**Text passage:**
<<<<
Mainly, it tells us what a simple look at President Obama’s job approval numbers (or the economic indicators that are largely responsible for them) would tell us: Voters are frustrated and eager to register their displeasure with him and his party. This is true everywhere, but particularly in areas like the 9th District, where voters already had clear reservations about Obama even before he did anything as president — back when his approval ratings were still stratospheric. (Where did those reservations come from? A New York Democrat provided a good description of the 9th District’s ethnic-driven, culturally conservative politics earlier on Tuesday.)
In the can’t-miss climate of 2008, Obama was still able to secure 55 percent of the vote in 9th, but two-and-half years of immense economic anxiety have made it impossible for him to build goodwill with an electorate that started out skeptical of him. There will be plenty of talk in the days ahead about whether particular issues — like Israel (Ed Koch urged the district’s sizable Jewish population to back Turner) or gay marriage (which the Democratic candidate, David Weprin, supported it in the New York state Assembly) — brought about Tuesday’s result.
But this misses the bigger point that when economic anxiety is as high as it now is, voters often work backwards in making up their minds, first deciding they want to vote against the incumbent president’s party then figuring out why. It wasn’t hard to see this process at work in a recent New York Times story on the race, which quoted a Democrat who had decided to vote for Turner:
But it was there that Dale Weiss, a 64-year-old Democrat, approached the Republican running for Congress in a special election and, without provocation, blasted the president for failing to tame runaway federal spending. ”We need to cut Medicaid,” she declared, ”but he won’t do that.” She shook her head in disgust. ”He is a moron.”
>>>>
**Supplied information:**
<<<<
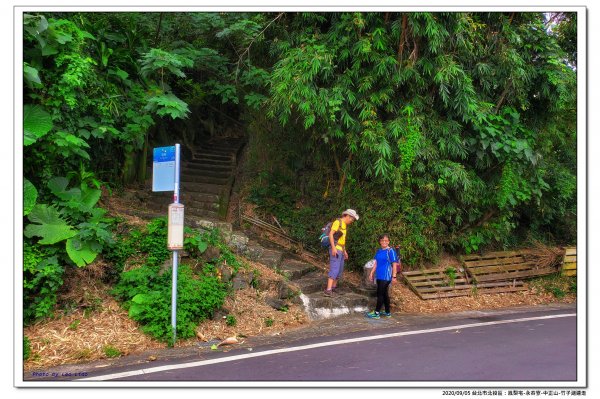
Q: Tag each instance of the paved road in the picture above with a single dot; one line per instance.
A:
>>>>
**Activity A:**
According to the passage on the 9th District special election, what share of the district's vote did Obama win in 2008?
**Activity B:**
Pick up the passage on the 9th District special election after its final sentence and continue it.

**Answer A:**
He won 55 percent of the vote in the 9th District.

**Answer B:**
This more than anything is what the Democrats are up against all across the country right now: Voters who might have backed Obama in ’08 (even if reluctantly) but who are now looking to marry their feelings of anger to logical-sounding explanations. (And yes, it works both ways; it’s how Bill Clinton knocked off George H.W. Bush in 1992.)
This doesn’t mean that it’s impossible for Democrats to win special elections in this climate. After all, it was just a few months ago that they picked up a Republican seat in Western New York’s 26th District, with a campaign that focused on the Medicare overhaul that Paul Ryan and House Republicans pushed. But the nature of the district matters. The 26th had moved away from the GOP between 2004 and 2008, so much that Obama nearly won it over McCain — unlike the 9th, which was already pulling away from Obama in the fall of ’08. So while Obama technically fared better in the 9th in ’08, he and his party may have more room to maneuver right now in a place like the 26th.
Plus, candidate quality does matter. Weprin’s selection looked awful from the start, with news reports portraying him (correctly) as a willing tool of party bosses who wanted to fill the seat for a few months with someone who wouldn’t make waves, then carve it up in redistricting. In a better climate, they might have gotten away with this, but with the district’s voters actively looking for reasons to snub Obama’s party, it didn’t help.
None of this is to say that Turner’s win is a non-story. Nor, for that matter, is the apparent victory of Mark Amodei in Tuesday’s other special House election, which was held in a Republican-friendly district in Nevada. President Obama is in serious political trouble and is faced with an electorate that could easily deny him a second term next year. But then, that would have been true even if the Democrats had pulled an upset or two on Tuesday night.